_Exercise brief_.
Reproduce the rows below word for word, beginning with their first line and stopping after the line that contains "column 412, row 505".

_Exercise materials_.
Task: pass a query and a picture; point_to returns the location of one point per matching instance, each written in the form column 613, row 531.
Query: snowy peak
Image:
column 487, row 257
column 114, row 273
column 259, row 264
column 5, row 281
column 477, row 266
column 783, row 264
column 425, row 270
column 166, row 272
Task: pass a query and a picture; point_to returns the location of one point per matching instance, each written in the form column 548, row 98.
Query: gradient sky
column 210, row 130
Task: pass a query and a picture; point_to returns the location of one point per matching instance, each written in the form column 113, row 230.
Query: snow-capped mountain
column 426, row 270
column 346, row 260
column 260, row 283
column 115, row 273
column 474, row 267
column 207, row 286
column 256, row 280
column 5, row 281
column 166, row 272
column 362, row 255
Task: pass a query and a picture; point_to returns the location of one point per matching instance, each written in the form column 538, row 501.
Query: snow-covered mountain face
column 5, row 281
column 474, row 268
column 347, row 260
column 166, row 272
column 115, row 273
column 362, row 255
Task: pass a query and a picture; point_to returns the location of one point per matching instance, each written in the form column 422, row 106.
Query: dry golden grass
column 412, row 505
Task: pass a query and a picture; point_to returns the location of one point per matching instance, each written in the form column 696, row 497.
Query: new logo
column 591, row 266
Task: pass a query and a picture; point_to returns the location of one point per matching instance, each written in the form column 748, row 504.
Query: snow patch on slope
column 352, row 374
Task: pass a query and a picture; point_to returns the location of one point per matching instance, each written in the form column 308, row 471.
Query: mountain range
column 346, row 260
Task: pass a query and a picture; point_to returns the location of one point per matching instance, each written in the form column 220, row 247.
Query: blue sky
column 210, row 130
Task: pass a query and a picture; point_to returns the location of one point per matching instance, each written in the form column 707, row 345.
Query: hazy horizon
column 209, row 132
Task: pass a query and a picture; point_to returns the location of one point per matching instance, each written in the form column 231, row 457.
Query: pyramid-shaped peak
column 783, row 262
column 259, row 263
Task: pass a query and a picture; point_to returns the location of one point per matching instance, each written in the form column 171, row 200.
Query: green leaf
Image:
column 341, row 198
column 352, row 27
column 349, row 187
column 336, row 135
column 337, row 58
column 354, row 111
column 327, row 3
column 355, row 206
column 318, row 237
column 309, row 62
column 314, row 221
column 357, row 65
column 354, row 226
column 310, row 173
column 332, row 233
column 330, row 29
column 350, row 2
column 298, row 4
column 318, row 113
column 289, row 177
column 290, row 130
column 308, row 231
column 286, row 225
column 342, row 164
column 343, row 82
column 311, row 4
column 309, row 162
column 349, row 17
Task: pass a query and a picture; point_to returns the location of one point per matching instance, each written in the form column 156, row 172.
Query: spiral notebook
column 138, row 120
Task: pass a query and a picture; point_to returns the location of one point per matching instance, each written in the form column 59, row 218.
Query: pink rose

_Written answer_.
Task: pass a query and a picture; point_to returns the location of one point per matching instance, each written in the form column 613, row 531.
Query: snowy peak
Image:
column 487, row 257
column 114, row 273
column 259, row 264
column 5, row 281
column 477, row 266
column 783, row 264
column 425, row 270
column 166, row 272
Task: pass a query and a picture; point_to returns the location of one point per matching instance, each written in the form column 548, row 98.
Query: gradient sky
column 210, row 130
Task: pass a query and a picture; point_to returns the location of one point per matching instance, each written in the form column 113, row 230.
Query: snow-capped mountain
column 426, row 270
column 346, row 260
column 260, row 283
column 115, row 273
column 474, row 267
column 207, row 286
column 256, row 280
column 5, row 281
column 166, row 272
column 362, row 255
Task: pass a query and a picture; point_to returns the location of one point per matching instance, each written in the form column 538, row 501.
Query: snow-covered mountain face
column 5, row 281
column 474, row 268
column 347, row 260
column 166, row 272
column 115, row 273
column 362, row 255
Task: pass a query and a picture; point_to returns the location of one point per matching instance, each written in the form column 422, row 106.
Query: dry golden grass
column 412, row 505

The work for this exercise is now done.